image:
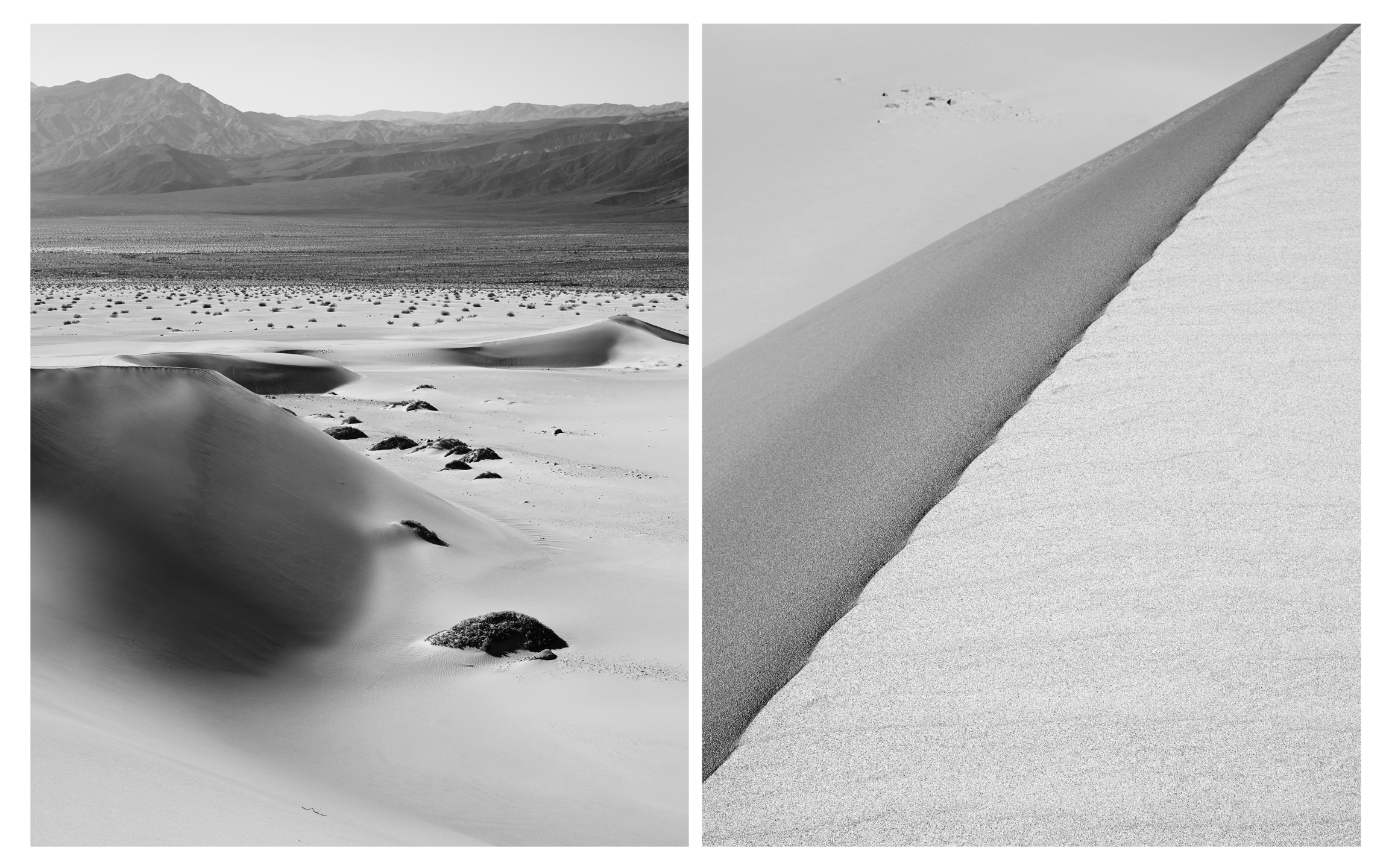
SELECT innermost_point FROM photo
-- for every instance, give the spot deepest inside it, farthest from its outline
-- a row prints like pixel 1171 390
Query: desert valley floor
pixel 560 348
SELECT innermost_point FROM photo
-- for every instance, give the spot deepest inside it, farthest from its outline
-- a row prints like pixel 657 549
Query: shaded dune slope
pixel 1135 621
pixel 931 357
pixel 186 521
pixel 260 373
pixel 587 346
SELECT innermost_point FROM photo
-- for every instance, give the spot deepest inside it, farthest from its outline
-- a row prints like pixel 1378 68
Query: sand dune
pixel 820 464
pixel 262 373
pixel 231 620
pixel 1134 620
pixel 597 344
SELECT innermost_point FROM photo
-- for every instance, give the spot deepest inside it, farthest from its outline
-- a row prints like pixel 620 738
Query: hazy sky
pixel 349 69
pixel 806 193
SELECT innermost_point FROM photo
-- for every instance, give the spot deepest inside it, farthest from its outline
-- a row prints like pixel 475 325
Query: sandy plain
pixel 344 727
────────────────────
▸ WHAT NEEDS TO BE DONE
Please return the whole listing exactly. Do not copy its images.

▸ WRITTEN RESPONSE
image:
SELECT innermost_point FROM photo
-- for every instance, give the spot deepest inside it, farthest from its outline
-- a row prints like pixel 1171 390
Query: desert valley floor
pixel 560 348
SELECT innermost_point FROM photo
-- for every instance, give the spot deepest inside it, farthest from its outline
-- a row prints like pixel 657 549
Query: shaded dune slope
pixel 1135 621
pixel 931 357
pixel 186 521
pixel 260 373
pixel 587 346
SELECT innermost_point FROM photo
-- for every instance, give the spot deepest inside it, farthest from its outline
-- a row prints like pixel 1378 68
Query: sand dune
pixel 820 464
pixel 262 373
pixel 231 620
pixel 1134 620
pixel 597 344
SELECT innermost_point FROM photo
-- for every instance, give the spot deepest inside it, farthest from its outline
-- a row prints like pixel 620 738
Query: hazy sky
pixel 349 69
pixel 806 193
SELECT innermost_point FROM photo
-- for every instance, give the spot deepest inside it, farthest from its outline
-- a row prints like pixel 475 325
Query: sandy plain
pixel 344 727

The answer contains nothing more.